■ Stated goal 1: In the Data Access page, retype the part that opens with the words containing "The Data Access is" and closes with "Guide Configuration page.".
■ Stated goal 2: According to the Data Access page, which helm chart does the EOEPCA data-access chart provide a thin wrapper around?

Skip to content

Data Access⚓︎

The Data Access provides standards-based services for access to platform hosted data - including OGC WMS/WMTS for visualisation, and OGC WCS for data retrieval. This component also includes Harvester and Registrar services to discover/watch the existing data holding of the infrastructure data layer and populate/maintain the data access and resource catalogue services accordingly.

Helm Chart⚓︎

The Data Access is deployed via the data-access helm chart from the EOEPCA Helm Chart Repository.

The chart is configured via values that are supplied with the instantiation of the helm release. The EOEPCA data-access chart provides a thin wrapper around the EOX View Server (vs) helm chart. The documentation for the View Server can be found here:

helm install --version 1.3.1 --values data-access-values.yaml \
  --repo https://eoepca.github.io/helm-charts \
  data-access data-access

Values⚓︎

The Data Access supports many values to configure the service. These are documented in full in the View Server - Operator Guide Configuration page.

■ Dataset extract:
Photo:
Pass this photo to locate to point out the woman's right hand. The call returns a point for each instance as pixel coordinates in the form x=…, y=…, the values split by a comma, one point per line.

■ Expected output 1:
The Data Access is deployed via the data-access helm chart from the EOEPCA Helm Chart Repository.

The chart is configured via values that are supplied with the instantiation of the helm release. The EOEPCA data-access chart provides a thin wrapper around the EOX View Server (vs) helm chart. The documentation for the View Server can be found here:

helm install --version 1.3.1 --values data-access-values.yaml \
  --repo https://eoepca.github.io/helm-charts \
  data-access data-access

Values⚓︎

The Data Access supports many values to configure the service. These are documented in full in the View Server - Operator Guide Configuration page.

■ Expected output 2: The EOX View Server (vs) helm chart.